• _Excerpts from point-annotation data_:

—————

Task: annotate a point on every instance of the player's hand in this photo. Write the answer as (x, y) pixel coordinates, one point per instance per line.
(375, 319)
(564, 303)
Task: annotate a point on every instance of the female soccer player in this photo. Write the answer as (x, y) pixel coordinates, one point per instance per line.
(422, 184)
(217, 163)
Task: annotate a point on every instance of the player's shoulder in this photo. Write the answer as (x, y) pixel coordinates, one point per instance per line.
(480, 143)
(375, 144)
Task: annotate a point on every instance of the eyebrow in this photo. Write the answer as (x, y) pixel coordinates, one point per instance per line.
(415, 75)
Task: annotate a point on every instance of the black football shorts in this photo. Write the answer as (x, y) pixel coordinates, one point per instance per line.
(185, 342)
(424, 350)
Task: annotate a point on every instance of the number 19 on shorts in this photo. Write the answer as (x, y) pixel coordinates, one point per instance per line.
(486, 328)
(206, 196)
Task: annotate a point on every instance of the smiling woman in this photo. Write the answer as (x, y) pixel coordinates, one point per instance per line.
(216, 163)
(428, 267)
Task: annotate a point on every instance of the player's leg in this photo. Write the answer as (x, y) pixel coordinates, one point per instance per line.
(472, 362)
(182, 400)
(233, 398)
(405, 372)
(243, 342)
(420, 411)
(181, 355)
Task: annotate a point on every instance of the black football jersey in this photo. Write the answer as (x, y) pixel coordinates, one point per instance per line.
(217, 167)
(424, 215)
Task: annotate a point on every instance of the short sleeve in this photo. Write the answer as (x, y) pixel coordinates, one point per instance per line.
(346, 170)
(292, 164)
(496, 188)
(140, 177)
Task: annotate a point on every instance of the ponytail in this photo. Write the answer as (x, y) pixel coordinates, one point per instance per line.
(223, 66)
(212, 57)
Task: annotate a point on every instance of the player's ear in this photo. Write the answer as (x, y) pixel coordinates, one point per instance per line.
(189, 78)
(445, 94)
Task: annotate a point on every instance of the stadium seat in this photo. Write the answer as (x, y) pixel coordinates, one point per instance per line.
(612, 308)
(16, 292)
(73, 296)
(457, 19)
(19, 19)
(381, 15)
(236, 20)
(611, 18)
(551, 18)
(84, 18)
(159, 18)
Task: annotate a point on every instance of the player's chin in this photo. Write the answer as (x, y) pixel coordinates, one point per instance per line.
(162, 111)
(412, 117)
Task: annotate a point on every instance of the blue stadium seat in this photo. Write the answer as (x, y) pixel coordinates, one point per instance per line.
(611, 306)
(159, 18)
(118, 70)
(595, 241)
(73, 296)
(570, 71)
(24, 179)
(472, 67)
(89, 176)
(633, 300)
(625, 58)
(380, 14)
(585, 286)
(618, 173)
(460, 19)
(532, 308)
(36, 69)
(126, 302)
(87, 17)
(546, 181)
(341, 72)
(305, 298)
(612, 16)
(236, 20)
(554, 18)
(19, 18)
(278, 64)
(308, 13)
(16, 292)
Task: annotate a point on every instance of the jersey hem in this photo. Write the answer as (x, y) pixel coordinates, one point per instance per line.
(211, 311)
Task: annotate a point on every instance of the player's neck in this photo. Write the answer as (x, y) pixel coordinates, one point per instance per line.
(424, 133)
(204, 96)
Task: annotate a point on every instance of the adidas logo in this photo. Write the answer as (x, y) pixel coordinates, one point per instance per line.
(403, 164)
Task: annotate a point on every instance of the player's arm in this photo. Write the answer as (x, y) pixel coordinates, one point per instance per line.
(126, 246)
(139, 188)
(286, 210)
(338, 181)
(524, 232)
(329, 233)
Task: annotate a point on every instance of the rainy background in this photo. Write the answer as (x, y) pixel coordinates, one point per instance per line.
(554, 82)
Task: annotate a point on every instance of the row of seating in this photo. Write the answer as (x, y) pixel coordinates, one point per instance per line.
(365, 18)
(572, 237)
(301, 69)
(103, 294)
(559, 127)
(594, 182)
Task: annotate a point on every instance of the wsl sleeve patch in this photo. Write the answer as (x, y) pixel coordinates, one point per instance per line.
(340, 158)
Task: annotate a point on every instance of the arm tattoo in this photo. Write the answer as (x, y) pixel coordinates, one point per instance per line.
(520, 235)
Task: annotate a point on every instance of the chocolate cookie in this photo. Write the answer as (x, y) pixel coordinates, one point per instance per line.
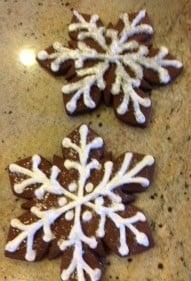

—————

• _TASK_: Copy out the material above word for word, leaving out the pictures.

• _FINAL RESULT_:
Task: annotate a point on every instance of the player's hand in this photo. Write the answer as (x, y) pixel coordinates, one point per instance per line.
(375, 319)
(564, 303)
Task: annotate a point on every instance of the female soccer player in this photo. Write the answer as (x, y) pixel coordinates, one point per instance per line.
(422, 184)
(217, 163)
Task: annotate a point on every instance of the player's shoulder in this photo. Write the answer as (x, y) pixel coordinates, one point per instance per line.
(480, 143)
(375, 144)
Task: annotate a point on every instance of the eyebrow in this photo. Write the answer as (x, y) pixel coordinates, one point per instance per line.
(415, 75)
Task: annotate a point on every instance of the black football shorts in this photo. Write the answer as (x, y) pixel coordinates, one point per instance per line.
(185, 342)
(424, 350)
Task: annotate a point on every instance of the number 19 on shorts in this photo. Write the answer as (x, y) pixel coordinates, one point per instance per line.
(486, 328)
(206, 196)
Task: annotate a point on every instance of the smiling woman in this photo. Write the answer as (x, y) pixel coordinates, one point per instance per line.
(216, 163)
(428, 267)
Task: annotate a point on every instance of the player's leg in this photo. Write the answer as (x, y) pixel coordinates, one point per instance per line.
(472, 362)
(182, 400)
(233, 398)
(405, 372)
(243, 342)
(420, 411)
(181, 355)
Task: annotate a point on every instance of the black football jersey in this photo. Write the answer as (x, y) pixel coordinates, one point per instance per line.
(217, 167)
(424, 215)
Task: annotate a point on every instance of the short sleeve in this photo. Write the answer as (x, y) pixel coordinates, one point per instance per line.
(346, 170)
(292, 164)
(496, 188)
(140, 177)
Task: annotate a point on every instance of the ponytail in this photo. Write the answer as (x, y) pixel coordinates, one point per instance per line.
(223, 66)
(212, 57)
Task: annotate a point on every instance of the player's ear in this photo. Write the answer as (x, y) pixel coordinates, one point per instance per line.
(189, 78)
(445, 94)
Task: annotate a point on every instance of the stadium seat in this photo. Write the answer as (x, y) pixel coordinates, one point per instance per line.
(612, 308)
(16, 292)
(73, 296)
(457, 19)
(19, 19)
(381, 15)
(236, 20)
(611, 18)
(551, 18)
(84, 18)
(159, 18)
Task: annotate a point on every instance of the player's chin in this photo. Write the answer as (x, y) pixel coordinates, one point per instance per line.
(162, 111)
(412, 117)
Task: annotate a point on every instance of the blue stadium seat in this photo. Write the answer as (x, y) pixel coordinates, one point per instance per line.
(611, 306)
(159, 18)
(118, 70)
(595, 241)
(73, 296)
(570, 71)
(24, 179)
(472, 67)
(89, 176)
(633, 300)
(625, 58)
(380, 14)
(585, 286)
(618, 173)
(460, 19)
(532, 308)
(36, 69)
(126, 302)
(87, 17)
(546, 181)
(341, 72)
(305, 298)
(612, 16)
(236, 20)
(554, 18)
(19, 18)
(278, 64)
(308, 13)
(16, 292)
Task: annotate a point on every instance of the jersey hem in this photo. Write the answer as (x, y) pixel coordinates, one point per instance per line.
(211, 311)
Task: annotate a point on every instance of the player's neck in this photo. Write the answer as (x, y) pixel coordinates, one point per instance per line.
(424, 133)
(204, 96)
Task: annotate a point on every instance of the adidas logo in this photo. Write the answer as (x, y) pixel coordinates, one point per instance per line.
(403, 164)
Task: annotate a point on every instance of the player's arm in this photo. Write the answer as (x, y) pixel coordinates, one point per instance per line.
(126, 246)
(139, 188)
(286, 210)
(338, 181)
(524, 232)
(329, 233)
Task: annotate a point on every instance of the rainy background in this photo. Write the answer as (x, y) pixel coordinates, one point per instance per line.
(554, 82)
Task: annotate a point on every instance of the row of seating in this photo. Write the answer as (x, y) pixel coordinates, one point per instance per line.
(365, 18)
(572, 237)
(301, 69)
(103, 294)
(559, 127)
(594, 182)
Task: annotate a point on every instance of the wsl sleeve patch in this photo. Write the answer as (x, y) pixel coordinates, one point per instance per line.
(340, 158)
Task: annotate a point on every instance of the arm tattoo in this photo. Write the answer as (x, y) pixel coordinates, one point per instance per line.
(520, 235)
Task: annotate a point on every instance of the chocolate cookie in this photo. Write the answer as (x, y) pixel coordinates, one point per instance per line.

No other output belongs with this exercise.